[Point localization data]
......
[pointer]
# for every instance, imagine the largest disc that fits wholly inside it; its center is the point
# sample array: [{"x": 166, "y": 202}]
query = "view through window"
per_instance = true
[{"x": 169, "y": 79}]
......
● WORK INSTRUCTION:
Reproduce the records above exactly, character for character.

● ANSWER SECTION:
[pointer]
# for every instance, imagine the largest disc that fits wholly inside it; its center is the point
# sample array: [{"x": 166, "y": 202}]
query = "view through window"
per_instance = true
[{"x": 169, "y": 79}]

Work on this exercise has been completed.